■ **EXERCISE**: Examine each line of the data. Copy the line if it includes the word "below".
- Opening Delimiter -
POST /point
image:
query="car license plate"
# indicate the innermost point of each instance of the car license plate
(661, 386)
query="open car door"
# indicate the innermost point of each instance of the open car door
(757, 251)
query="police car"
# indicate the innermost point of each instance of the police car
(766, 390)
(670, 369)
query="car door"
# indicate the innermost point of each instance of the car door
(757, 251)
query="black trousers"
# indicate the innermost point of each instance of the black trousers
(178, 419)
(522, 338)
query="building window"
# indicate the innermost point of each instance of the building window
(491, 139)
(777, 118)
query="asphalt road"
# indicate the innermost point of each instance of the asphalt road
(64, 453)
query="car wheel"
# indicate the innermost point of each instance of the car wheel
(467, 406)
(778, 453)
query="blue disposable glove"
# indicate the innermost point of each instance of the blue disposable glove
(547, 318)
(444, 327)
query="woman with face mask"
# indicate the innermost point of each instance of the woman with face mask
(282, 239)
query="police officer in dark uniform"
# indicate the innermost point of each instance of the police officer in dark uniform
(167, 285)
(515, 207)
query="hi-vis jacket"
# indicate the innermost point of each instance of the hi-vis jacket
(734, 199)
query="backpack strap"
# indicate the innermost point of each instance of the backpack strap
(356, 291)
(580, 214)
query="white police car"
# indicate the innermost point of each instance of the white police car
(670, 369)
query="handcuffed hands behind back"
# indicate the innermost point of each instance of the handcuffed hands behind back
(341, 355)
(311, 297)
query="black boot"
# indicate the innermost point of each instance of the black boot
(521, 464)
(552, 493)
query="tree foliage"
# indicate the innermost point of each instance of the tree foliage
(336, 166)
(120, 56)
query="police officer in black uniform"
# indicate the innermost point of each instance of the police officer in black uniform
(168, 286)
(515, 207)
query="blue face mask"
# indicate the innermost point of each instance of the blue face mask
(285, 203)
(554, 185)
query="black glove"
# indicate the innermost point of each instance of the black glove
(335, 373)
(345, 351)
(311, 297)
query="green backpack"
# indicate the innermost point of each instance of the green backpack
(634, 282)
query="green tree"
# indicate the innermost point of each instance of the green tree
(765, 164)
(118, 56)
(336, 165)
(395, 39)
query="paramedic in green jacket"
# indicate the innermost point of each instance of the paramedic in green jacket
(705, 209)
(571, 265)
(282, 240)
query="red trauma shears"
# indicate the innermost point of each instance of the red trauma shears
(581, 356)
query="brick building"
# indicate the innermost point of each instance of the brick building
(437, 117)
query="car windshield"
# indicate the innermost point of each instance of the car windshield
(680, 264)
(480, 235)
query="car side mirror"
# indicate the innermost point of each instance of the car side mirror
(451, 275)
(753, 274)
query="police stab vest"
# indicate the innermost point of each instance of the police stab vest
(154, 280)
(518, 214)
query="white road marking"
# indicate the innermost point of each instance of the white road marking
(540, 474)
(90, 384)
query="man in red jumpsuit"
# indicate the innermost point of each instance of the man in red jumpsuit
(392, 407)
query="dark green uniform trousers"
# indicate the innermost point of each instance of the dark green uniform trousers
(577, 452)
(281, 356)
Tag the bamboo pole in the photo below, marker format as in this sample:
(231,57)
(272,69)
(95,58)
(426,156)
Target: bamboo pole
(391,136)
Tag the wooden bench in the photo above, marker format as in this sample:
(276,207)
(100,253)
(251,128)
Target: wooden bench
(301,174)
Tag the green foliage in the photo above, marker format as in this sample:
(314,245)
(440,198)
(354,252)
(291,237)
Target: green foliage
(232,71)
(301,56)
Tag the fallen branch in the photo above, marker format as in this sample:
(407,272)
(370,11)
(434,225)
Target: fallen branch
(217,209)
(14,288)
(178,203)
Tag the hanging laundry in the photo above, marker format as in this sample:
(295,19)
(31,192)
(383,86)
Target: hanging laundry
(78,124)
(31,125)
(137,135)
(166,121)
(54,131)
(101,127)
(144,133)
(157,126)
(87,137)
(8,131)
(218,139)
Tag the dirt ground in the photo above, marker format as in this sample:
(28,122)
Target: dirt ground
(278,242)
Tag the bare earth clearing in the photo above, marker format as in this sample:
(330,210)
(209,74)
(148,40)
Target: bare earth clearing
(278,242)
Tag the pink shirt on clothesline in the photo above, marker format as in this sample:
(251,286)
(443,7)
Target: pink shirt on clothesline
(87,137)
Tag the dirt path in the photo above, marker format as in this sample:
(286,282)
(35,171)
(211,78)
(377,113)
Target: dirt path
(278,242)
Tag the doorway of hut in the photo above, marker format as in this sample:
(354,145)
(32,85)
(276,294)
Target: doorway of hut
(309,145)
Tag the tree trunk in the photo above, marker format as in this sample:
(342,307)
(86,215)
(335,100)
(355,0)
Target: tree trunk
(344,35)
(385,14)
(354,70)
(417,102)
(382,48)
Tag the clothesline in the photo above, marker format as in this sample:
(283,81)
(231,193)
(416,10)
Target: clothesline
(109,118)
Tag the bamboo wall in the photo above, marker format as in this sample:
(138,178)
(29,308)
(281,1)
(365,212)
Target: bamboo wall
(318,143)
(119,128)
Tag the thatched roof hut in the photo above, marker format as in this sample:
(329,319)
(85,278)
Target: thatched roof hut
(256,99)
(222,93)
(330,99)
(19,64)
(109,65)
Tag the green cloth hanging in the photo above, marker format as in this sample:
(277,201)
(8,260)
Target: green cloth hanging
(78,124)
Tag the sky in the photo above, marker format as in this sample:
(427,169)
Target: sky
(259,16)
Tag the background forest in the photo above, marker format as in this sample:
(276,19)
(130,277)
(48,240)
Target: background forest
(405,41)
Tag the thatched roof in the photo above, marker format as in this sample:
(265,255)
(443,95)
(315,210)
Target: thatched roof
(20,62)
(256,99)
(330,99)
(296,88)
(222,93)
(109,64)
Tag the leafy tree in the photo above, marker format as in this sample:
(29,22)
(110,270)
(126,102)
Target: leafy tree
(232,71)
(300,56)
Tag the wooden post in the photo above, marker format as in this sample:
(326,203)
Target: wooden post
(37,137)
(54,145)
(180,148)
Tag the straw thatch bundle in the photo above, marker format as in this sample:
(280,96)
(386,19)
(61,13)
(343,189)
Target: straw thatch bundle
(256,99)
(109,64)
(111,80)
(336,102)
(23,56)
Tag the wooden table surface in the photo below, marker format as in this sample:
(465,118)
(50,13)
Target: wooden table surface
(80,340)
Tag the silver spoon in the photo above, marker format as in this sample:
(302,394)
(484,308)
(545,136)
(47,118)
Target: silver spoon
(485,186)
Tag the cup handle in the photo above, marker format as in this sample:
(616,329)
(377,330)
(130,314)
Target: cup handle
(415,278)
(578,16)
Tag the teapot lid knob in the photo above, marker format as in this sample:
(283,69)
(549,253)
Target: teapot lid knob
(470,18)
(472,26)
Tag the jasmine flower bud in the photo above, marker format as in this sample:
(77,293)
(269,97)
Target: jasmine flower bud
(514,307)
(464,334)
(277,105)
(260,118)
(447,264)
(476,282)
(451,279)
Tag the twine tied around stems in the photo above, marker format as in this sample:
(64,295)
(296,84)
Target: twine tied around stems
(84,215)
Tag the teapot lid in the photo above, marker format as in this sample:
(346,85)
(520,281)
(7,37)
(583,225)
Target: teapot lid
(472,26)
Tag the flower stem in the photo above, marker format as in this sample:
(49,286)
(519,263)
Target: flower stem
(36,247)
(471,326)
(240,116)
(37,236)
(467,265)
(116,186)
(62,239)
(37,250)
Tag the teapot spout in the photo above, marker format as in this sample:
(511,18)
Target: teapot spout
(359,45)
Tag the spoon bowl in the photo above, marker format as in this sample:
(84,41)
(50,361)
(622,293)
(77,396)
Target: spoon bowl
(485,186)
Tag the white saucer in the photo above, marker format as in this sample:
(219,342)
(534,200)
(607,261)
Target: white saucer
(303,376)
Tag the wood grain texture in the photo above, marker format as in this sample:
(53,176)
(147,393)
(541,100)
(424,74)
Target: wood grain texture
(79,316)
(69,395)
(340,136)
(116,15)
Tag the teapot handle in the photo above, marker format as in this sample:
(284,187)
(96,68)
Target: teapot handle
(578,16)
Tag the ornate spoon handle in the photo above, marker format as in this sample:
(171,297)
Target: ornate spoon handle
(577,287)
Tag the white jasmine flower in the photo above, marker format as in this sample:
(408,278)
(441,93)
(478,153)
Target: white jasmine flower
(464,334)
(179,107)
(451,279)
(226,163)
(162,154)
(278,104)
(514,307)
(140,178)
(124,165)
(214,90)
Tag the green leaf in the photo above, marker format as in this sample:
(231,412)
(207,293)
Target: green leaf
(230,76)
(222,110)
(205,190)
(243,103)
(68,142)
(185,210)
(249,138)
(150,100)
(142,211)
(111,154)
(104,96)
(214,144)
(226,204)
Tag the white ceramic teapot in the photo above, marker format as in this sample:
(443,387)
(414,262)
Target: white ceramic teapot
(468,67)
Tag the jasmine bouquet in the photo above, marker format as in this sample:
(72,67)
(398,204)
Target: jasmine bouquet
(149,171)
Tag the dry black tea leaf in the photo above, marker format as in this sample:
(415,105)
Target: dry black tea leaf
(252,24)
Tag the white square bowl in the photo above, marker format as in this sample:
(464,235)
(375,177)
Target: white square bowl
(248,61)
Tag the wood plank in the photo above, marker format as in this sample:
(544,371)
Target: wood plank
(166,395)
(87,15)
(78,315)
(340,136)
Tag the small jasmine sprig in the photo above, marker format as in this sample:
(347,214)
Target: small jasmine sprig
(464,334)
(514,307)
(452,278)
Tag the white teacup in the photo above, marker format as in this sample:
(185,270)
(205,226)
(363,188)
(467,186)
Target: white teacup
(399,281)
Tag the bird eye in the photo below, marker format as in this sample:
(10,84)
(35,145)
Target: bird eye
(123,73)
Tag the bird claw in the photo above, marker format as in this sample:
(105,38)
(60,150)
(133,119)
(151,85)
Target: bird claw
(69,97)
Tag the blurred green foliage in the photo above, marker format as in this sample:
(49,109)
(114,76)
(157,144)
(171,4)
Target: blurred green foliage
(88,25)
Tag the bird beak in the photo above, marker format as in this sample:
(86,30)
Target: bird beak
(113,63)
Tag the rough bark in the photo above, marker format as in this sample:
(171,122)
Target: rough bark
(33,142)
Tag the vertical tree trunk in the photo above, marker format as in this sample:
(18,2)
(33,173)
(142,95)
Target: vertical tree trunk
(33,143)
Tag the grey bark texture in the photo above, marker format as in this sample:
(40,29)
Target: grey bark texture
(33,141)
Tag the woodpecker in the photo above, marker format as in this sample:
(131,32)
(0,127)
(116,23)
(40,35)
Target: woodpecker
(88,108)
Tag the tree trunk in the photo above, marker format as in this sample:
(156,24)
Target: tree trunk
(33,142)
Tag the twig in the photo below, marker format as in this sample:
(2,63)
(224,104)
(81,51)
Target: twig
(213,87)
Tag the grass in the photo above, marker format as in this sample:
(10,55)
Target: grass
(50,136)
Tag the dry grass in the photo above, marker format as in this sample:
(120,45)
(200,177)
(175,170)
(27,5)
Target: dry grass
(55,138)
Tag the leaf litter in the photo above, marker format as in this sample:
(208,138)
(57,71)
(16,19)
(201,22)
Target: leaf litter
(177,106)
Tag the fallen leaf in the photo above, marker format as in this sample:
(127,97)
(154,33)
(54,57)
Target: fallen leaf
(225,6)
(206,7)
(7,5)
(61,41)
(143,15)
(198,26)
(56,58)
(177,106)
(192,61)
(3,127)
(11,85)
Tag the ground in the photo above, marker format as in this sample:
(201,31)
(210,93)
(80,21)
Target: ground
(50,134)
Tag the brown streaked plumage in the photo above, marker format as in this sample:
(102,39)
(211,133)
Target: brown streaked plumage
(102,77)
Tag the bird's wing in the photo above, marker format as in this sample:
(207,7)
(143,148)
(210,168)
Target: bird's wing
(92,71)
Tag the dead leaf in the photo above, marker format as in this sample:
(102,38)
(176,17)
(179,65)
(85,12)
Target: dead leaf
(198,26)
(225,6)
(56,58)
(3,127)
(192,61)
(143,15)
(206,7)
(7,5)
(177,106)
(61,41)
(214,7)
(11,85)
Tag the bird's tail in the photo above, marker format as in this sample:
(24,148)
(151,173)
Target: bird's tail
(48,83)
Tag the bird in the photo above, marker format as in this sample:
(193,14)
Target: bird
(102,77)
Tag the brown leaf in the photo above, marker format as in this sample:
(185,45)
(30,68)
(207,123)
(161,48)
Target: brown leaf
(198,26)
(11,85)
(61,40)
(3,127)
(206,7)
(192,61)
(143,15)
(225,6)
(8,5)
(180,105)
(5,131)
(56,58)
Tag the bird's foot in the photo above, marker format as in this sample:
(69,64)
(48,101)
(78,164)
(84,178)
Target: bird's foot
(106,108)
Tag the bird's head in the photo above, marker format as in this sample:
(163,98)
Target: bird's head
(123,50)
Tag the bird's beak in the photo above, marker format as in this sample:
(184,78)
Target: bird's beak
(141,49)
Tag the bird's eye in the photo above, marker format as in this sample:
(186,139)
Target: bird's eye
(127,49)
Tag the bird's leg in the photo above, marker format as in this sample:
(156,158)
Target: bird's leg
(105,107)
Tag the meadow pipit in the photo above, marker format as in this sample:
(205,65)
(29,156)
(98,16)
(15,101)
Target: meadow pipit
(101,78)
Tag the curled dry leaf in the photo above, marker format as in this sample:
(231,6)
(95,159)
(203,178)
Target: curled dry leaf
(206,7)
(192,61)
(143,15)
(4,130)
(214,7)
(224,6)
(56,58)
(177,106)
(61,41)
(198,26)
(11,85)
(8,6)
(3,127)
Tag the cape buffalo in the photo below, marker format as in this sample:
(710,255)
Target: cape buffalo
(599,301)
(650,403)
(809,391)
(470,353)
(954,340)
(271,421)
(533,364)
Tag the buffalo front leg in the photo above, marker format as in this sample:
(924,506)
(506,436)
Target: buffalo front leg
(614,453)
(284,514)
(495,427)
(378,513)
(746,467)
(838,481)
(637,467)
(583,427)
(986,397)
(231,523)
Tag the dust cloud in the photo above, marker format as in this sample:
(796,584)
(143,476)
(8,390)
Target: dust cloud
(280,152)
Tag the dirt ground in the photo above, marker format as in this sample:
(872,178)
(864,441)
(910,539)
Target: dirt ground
- Closing Delimiter -
■ **WRITTEN RESPONSE**:
Tag the bamboo pole in the photo below, marker format as in this sample:
Tag the wooden table surface in the photo below, marker format as in this sample:
Tag the bird eye in the photo below, marker format as in this sample:
Tag the twig in the photo below, marker format as in this sample:
Tag the cape buffalo in the photo below, marker format as in this sample:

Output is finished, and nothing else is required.